→ EXERCISE:
Exclude all images and print the entries below exactly.

→ Photo-based referring expression data:
● ● ● ● ●

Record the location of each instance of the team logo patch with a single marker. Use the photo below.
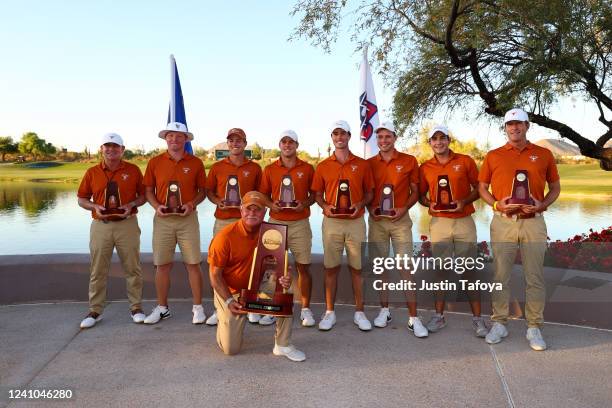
(367, 110)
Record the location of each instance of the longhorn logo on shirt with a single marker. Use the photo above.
(367, 110)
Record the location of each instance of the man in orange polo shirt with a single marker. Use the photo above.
(162, 174)
(396, 175)
(343, 231)
(452, 231)
(521, 224)
(245, 173)
(280, 179)
(230, 257)
(120, 232)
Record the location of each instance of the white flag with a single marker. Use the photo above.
(368, 111)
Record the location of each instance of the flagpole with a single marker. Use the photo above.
(172, 89)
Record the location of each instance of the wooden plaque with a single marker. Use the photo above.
(232, 192)
(265, 295)
(174, 203)
(444, 194)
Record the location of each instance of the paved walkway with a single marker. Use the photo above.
(174, 363)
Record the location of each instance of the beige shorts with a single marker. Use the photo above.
(220, 224)
(299, 237)
(339, 234)
(399, 233)
(172, 230)
(453, 236)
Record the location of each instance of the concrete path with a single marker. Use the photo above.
(174, 363)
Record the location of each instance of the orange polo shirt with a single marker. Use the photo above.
(400, 171)
(329, 172)
(189, 172)
(249, 177)
(232, 249)
(301, 176)
(462, 173)
(128, 177)
(500, 165)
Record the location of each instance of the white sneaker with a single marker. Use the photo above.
(415, 324)
(267, 320)
(384, 317)
(138, 316)
(198, 314)
(362, 321)
(253, 317)
(91, 320)
(212, 320)
(496, 334)
(536, 342)
(290, 352)
(327, 320)
(159, 313)
(307, 317)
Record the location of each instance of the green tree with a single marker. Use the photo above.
(7, 146)
(497, 53)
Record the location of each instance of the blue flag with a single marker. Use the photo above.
(176, 110)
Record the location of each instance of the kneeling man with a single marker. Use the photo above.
(230, 256)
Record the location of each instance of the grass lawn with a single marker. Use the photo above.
(584, 179)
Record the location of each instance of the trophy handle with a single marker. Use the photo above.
(286, 271)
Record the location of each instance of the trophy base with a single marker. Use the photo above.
(281, 304)
(521, 201)
(173, 211)
(445, 207)
(288, 204)
(231, 204)
(384, 213)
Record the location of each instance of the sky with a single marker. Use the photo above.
(74, 70)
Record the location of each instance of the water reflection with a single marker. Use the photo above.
(49, 220)
(32, 198)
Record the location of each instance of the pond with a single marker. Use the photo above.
(44, 218)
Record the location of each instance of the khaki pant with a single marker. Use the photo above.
(230, 328)
(453, 237)
(220, 224)
(398, 233)
(172, 230)
(338, 234)
(299, 239)
(530, 235)
(103, 238)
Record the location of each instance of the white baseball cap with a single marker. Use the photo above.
(385, 125)
(289, 133)
(112, 138)
(175, 127)
(340, 124)
(516, 114)
(438, 128)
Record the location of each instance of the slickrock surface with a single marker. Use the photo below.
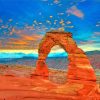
(79, 64)
(16, 83)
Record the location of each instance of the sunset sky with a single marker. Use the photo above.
(23, 23)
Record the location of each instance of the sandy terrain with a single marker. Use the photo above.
(17, 83)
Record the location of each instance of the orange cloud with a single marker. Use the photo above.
(75, 11)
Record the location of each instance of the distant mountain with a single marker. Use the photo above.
(93, 52)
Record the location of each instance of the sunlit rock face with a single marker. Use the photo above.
(79, 64)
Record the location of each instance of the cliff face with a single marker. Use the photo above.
(79, 64)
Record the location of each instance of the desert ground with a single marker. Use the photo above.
(18, 83)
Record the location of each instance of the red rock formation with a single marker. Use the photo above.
(79, 64)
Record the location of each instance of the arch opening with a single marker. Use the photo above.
(79, 65)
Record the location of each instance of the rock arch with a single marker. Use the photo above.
(79, 65)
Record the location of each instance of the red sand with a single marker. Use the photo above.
(16, 84)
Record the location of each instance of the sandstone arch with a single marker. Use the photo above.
(79, 64)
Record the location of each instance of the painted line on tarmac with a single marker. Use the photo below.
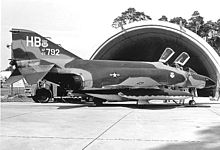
(107, 130)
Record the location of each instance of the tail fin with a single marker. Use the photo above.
(27, 45)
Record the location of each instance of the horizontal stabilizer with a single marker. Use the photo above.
(35, 73)
(31, 74)
(135, 82)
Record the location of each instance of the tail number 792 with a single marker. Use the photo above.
(52, 52)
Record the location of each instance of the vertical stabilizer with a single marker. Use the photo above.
(27, 45)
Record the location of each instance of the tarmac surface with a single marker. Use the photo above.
(56, 126)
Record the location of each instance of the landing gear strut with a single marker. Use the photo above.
(42, 96)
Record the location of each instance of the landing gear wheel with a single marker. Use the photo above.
(97, 102)
(192, 103)
(42, 95)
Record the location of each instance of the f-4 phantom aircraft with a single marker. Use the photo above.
(40, 61)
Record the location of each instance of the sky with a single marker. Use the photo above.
(82, 26)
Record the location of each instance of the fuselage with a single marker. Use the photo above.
(104, 72)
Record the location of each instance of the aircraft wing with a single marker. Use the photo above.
(136, 88)
(135, 82)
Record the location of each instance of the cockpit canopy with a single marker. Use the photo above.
(167, 54)
(182, 59)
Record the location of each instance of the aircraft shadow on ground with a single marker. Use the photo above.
(209, 140)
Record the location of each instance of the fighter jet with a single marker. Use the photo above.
(40, 61)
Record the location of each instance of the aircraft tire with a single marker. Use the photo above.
(192, 102)
(42, 95)
(35, 99)
(97, 102)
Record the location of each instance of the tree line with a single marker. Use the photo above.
(209, 30)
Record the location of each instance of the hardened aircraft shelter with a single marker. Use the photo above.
(146, 41)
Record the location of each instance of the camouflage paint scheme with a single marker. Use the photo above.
(36, 58)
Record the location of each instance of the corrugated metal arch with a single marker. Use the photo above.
(152, 37)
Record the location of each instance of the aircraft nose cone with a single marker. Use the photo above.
(209, 83)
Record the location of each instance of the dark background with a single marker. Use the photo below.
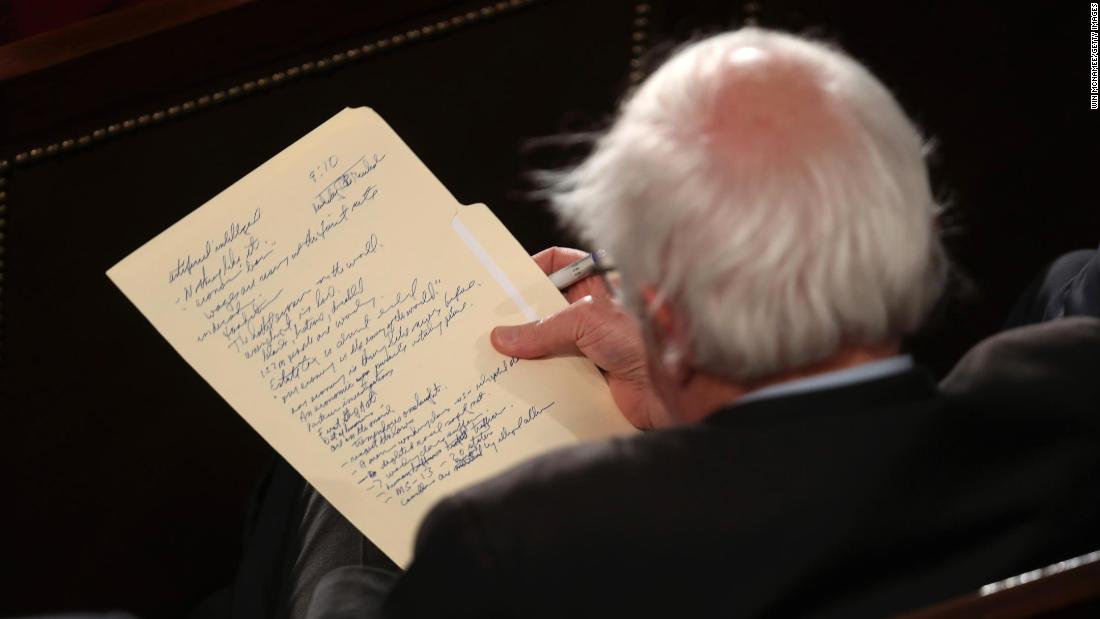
(129, 474)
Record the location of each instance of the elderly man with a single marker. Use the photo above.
(769, 207)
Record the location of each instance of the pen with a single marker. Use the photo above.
(565, 277)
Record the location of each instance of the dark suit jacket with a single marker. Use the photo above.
(853, 501)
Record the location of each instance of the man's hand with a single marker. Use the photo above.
(600, 329)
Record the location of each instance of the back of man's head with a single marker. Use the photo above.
(774, 192)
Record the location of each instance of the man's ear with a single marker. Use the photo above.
(669, 334)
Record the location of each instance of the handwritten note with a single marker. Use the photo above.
(340, 299)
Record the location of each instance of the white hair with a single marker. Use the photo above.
(774, 192)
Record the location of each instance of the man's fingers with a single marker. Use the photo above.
(554, 258)
(556, 334)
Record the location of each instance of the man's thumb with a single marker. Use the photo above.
(556, 334)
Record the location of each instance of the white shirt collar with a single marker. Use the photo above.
(860, 373)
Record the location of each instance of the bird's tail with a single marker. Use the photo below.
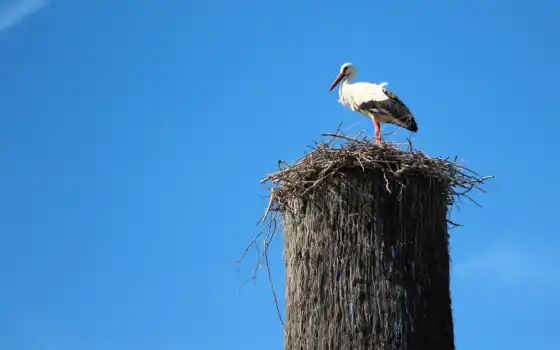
(411, 123)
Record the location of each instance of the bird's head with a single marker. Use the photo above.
(347, 70)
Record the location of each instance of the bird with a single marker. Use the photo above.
(372, 101)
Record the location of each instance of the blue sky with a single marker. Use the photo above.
(134, 135)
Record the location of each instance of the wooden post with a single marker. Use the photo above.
(366, 248)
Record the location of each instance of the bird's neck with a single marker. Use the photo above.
(343, 84)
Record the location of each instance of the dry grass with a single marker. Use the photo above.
(320, 173)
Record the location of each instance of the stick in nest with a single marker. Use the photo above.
(340, 152)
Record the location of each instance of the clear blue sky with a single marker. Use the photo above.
(134, 135)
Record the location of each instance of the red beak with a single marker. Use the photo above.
(337, 80)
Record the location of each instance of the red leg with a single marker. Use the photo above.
(377, 131)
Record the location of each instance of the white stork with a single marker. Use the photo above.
(372, 101)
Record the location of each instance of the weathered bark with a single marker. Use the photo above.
(368, 268)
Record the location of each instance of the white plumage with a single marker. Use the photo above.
(372, 101)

● ● ● ● ●

→ RESULT FOR THIS TASK:
Record the location of each instance of the team logo patch with a single marker. Use the photo below.
(367, 110)
Record the location of each instance of the longhorn logo on shirt with a single marker. Use the photo above.
(367, 110)
Record the location of each instance of the man in orange polo shirt with a single marker. Use the photo above.
(162, 174)
(396, 175)
(343, 231)
(452, 231)
(521, 224)
(245, 173)
(280, 179)
(230, 257)
(120, 232)
Record the location of each instance of the white flag with a single marker. Use the photo above.
(368, 111)
Record the location of each instance of the flagpole with a single marker. Use the photo above.
(172, 89)
Record the location of each instance of the wooden plaque with a single marker. Use the photo above.
(232, 192)
(265, 295)
(174, 203)
(444, 194)
Record the location of each instance of the paved walkway with a single marker. Use the photo above.
(174, 363)
Record the location of each instance of the beige shorts with a single marker. Use the photo above.
(220, 224)
(299, 237)
(339, 234)
(399, 233)
(172, 230)
(453, 236)
Record the location of each instance of the concrete path with a single marker. Use the photo above.
(174, 363)
Record the location of each instance of the orange polo shirt with a single marker. Use the photo above.
(400, 171)
(329, 172)
(189, 172)
(249, 177)
(232, 249)
(301, 176)
(462, 173)
(128, 177)
(500, 165)
Record the location of each instance of the white sneaker with a single marker. Use the photo above.
(415, 324)
(267, 320)
(384, 317)
(138, 316)
(198, 314)
(362, 321)
(253, 317)
(91, 320)
(212, 320)
(496, 334)
(536, 342)
(290, 352)
(327, 320)
(159, 313)
(307, 317)
Record the location of each instance of the green tree with a single marker. Use the photo above.
(7, 146)
(497, 53)
Record the location of each instance of the blue flag with a single marker. Use the photo above.
(176, 110)
Record the location of each instance of the kneeling man with a single marker. Use the photo above.
(230, 256)
Record the location of each instance of the grass lawn with a single marker. Use the photo above.
(584, 179)
Record the location of each instance of the trophy handle with a single marker. Use the photo above.
(286, 271)
Record the location of each instance of the trophy base with a single marker. Use the photo above.
(281, 304)
(521, 201)
(173, 211)
(445, 207)
(288, 204)
(231, 204)
(384, 213)
Record the location of each instance of the sky with a single marker. Use the photo above.
(74, 70)
Record the location of each instance of the water reflection with a single marker. Use the photo above.
(49, 220)
(32, 198)
Record the location of each instance of the pond with a single marker. Use the photo above.
(44, 218)
Record the location of each instance of the khaki pant with a single marker. Use the photo above.
(230, 328)
(453, 237)
(220, 224)
(398, 233)
(172, 230)
(338, 234)
(299, 239)
(530, 235)
(103, 238)
Record the location of each instance of the white baseball cap with a single marker. Use the photo above.
(385, 125)
(289, 133)
(112, 138)
(175, 127)
(340, 124)
(516, 114)
(438, 128)
Record the location of each instance of the slickrock surface with a single marker. Use the photo below.
(79, 64)
(16, 83)
Record the location of each instance of the sunset sky with a single marker. Use the photo above.
(23, 23)
Record the location of each instance of the sandy terrain with a single marker. Use the photo above.
(17, 83)
Record the location of each instance of the orange cloud with a single marker. Use the photo above.
(75, 11)
Record the location of each instance of the distant mountain with a single marker. Use the photo above.
(93, 52)
Record the location of each instance of the sunlit rock face with a single marker. Use the photo above.
(79, 64)
Record the location of each instance of the cliff face with a single marker. Use the photo above.
(79, 64)
Record the location of each instance of the desert ground with a single marker. Use the photo above.
(18, 83)
Record the location of each instance of the red rock formation with a single marker. Use the photo above.
(79, 64)
Record the location of each instance of the arch opening with a single marker. Use the photo above.
(79, 65)
Record the location of each instance of the rock arch with a single marker. Use the photo above.
(79, 65)
Record the location of each instance of the red sand with a single marker. Use the photo above.
(16, 84)
Record the location of each instance of the sandstone arch with a single marker. Use the photo above.
(79, 64)
Record the location of each instance of the painted line on tarmac with a single marker. Use the photo below.
(107, 130)
Record the location of each instance of the tail fin with a single marker. Use the photo above.
(27, 45)
Record the location of each instance of the horizontal stabilizer with a single marker. Use the photo above.
(35, 73)
(31, 74)
(135, 82)
Record the location of each instance of the tail number 792 with a single marker. Use the photo above.
(52, 52)
Record the location of each instance of the vertical stabilizer with a single marker. Use the photo above.
(27, 45)
Record the location of each instance of the tarmac surface with a single marker. Use the photo above.
(56, 126)
Record the location of each instance of the landing gear strut with a single marker. Use the photo above.
(42, 96)
Record the location of each instance of the landing gear wheel with a single marker. Use the photo above.
(97, 102)
(192, 103)
(42, 95)
Record the location of each instance of the f-4 phantom aircraft with a single marker. Use the photo above.
(40, 61)
Record the location of each instance of the sky with a single marker. Use the photo above.
(82, 26)
Record the location of each instance of the fuselage with a single marker. Use the photo above.
(104, 72)
Record the location of each instance of the aircraft wing with a single marker. Use the photo above.
(136, 88)
(135, 82)
Record the location of each instance of the cockpit canopy with a single marker. Use the photo above.
(167, 54)
(182, 59)
Record the location of each instance of the aircraft shadow on ground with a single marker. Use the photo above.
(209, 140)
Record the location of each instance of the fighter jet with a single marker. Use the photo above.
(40, 61)
Record the location of each instance of the aircraft tire with a single marker. Use the photo above.
(192, 102)
(42, 95)
(35, 99)
(97, 102)
Record the location of each instance of the tree line with a single marker. Use the photo above.
(209, 30)
Record the location of each instance of the hardened aircraft shelter with a single marker. Use the photo above.
(146, 41)
Record the location of each instance of the camouflage paint scheme with a single marker. Use the photo above.
(36, 58)
Record the location of each instance of the corrugated metal arch with a single marker. Use the photo above.
(152, 37)
Record the location of each instance of the aircraft nose cone with a single marker. Use the photo above.
(209, 83)
Record the location of each instance of the dark background with a single marker. Use the photo below.
(129, 474)
Record the location of each instance of the elderly man with a single marker. Use the photo above.
(769, 207)
Record the location of each instance of the pen with a single marker. Use the photo above.
(565, 277)
Record the location of each instance of the dark suit jacket with a single marker. Use the photo above.
(853, 501)
Record the location of each instance of the man's hand with a single marker. Use the photo above.
(600, 329)
Record the location of each instance of the back of man's head with a single marker. Use the photo above.
(774, 192)
Record the location of each instance of the man's ear with a single marker. Use the photo above.
(669, 334)
Record the location of each instance of the handwritten note with a single marker. Use the photo above.
(340, 299)
Record the location of each instance of the white hair with a single marker. Use the photo above.
(774, 192)
Record the location of each instance of the man's fingers with a single marker. Use the photo above.
(554, 258)
(556, 334)
Record the location of each instance of the man's thumb with a single marker. Use the photo above.
(556, 334)
Record the location of each instance of the white shirt collar with a single marker. Use the photo above.
(860, 373)
Record the location of each instance of the bird's tail with a single marker. Use the photo below.
(411, 123)
Record the location of each instance of the bird's head with a single marker. Use the photo above.
(347, 70)
Record the location of each instance of the bird with a single marker. Use the photo above.
(372, 101)
Record the location of each instance of the blue sky with a single marker. Use the photo above.
(134, 135)
Record the location of each instance of the wooden post with a single marker. Use the photo above.
(366, 248)
Record the location of each instance of the bird's neck with a single marker. Use the photo above.
(343, 84)
Record the location of each instance of the dry grass with a single marker. Use the photo above.
(320, 173)
Record the location of each instance of the stick in nest with a single marker. Use the photo above.
(340, 152)
Record the location of each instance of the clear blue sky with a single marker. Use the photo above.
(134, 135)
Record the location of each instance of the red beak with a single marker. Use the photo above.
(337, 80)
Record the location of each instance of the red leg with a single marker. Use the photo above.
(377, 131)
Record the location of each instance of the white stork with a single marker. Use the photo above.
(372, 101)
Record the location of each instance of the weathered bark with a single marker. Use the photo above.
(368, 268)
Record the location of each instance of the white plumage with a single marker. Use the photo above.
(372, 101)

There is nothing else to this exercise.